**Material provided:**
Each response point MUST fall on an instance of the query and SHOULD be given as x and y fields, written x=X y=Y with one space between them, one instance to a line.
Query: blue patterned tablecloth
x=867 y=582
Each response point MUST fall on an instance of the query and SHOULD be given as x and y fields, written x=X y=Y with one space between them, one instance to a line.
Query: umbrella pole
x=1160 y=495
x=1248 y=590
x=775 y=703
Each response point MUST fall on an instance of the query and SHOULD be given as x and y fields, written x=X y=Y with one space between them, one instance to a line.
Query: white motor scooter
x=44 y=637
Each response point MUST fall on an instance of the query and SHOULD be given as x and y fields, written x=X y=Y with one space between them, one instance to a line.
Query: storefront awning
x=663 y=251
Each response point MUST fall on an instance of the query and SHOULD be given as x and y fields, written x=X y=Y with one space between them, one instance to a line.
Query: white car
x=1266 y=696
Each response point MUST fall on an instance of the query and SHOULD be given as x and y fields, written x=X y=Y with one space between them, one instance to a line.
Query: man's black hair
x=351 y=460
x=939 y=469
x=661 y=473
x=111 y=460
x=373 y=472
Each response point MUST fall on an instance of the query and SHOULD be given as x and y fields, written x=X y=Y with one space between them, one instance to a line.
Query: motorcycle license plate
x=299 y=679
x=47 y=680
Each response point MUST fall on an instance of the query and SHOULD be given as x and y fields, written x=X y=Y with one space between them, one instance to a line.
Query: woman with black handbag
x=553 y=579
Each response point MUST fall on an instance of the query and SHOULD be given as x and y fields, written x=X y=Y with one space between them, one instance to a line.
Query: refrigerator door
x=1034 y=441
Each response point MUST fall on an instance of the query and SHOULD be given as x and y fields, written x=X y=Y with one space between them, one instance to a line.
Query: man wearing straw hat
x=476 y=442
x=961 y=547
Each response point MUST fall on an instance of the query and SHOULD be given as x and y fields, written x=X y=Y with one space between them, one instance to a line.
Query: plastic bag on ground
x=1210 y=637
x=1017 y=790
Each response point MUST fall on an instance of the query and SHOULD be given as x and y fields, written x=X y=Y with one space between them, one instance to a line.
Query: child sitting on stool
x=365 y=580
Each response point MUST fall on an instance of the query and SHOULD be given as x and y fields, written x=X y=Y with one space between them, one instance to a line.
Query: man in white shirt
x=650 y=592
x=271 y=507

--

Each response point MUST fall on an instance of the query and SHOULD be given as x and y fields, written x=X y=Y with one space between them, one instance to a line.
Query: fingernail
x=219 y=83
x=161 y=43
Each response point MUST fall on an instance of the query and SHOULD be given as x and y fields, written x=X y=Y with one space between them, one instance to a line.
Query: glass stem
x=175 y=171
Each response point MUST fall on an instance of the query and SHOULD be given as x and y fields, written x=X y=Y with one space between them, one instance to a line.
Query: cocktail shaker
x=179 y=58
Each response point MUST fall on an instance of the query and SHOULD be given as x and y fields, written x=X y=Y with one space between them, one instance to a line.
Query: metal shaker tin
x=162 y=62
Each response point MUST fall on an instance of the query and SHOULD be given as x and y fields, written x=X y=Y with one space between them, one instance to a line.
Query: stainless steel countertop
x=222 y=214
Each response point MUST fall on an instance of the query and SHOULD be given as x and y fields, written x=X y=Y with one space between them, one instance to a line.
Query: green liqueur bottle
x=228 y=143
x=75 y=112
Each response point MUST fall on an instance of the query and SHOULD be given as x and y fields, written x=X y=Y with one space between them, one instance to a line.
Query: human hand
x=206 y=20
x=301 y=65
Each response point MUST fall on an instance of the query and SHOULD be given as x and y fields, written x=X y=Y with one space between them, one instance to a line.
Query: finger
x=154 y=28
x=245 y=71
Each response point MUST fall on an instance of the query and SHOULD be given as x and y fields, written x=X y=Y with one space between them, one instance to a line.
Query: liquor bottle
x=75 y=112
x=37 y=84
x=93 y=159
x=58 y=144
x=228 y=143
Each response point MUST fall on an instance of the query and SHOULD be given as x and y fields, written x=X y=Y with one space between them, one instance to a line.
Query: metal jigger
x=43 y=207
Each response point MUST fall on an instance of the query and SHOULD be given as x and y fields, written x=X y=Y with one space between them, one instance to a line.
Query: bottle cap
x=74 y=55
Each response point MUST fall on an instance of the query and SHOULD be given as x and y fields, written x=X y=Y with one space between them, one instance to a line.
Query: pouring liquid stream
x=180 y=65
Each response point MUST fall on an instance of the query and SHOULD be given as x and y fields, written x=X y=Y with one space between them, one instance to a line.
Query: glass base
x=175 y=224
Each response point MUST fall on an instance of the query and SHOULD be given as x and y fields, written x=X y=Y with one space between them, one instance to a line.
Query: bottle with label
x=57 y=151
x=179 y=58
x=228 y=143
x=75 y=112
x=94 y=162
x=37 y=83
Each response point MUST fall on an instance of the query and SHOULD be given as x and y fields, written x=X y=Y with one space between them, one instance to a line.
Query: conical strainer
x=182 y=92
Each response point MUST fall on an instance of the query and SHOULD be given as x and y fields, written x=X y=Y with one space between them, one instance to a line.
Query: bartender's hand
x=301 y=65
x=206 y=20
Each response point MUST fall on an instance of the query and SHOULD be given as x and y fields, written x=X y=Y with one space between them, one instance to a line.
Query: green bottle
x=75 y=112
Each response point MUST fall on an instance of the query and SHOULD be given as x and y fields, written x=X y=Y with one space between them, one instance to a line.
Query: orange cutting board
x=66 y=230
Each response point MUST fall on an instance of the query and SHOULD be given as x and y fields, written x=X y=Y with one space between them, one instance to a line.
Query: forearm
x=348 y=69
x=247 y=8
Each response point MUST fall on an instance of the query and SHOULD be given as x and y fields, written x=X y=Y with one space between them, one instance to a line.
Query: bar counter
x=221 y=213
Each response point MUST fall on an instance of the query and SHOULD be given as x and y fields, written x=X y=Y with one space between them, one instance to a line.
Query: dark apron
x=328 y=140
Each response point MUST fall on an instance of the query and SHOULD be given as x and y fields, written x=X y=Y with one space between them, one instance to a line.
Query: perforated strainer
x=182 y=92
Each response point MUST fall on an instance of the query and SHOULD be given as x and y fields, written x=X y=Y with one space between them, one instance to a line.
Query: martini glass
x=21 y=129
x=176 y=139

**Exercise directions:** Which lines of the material above contain the word "metal"? Copy each of them, treating uppercase and lowercase as different.

**Correct response:**
Query: metal shaker tin
Query: metal jigger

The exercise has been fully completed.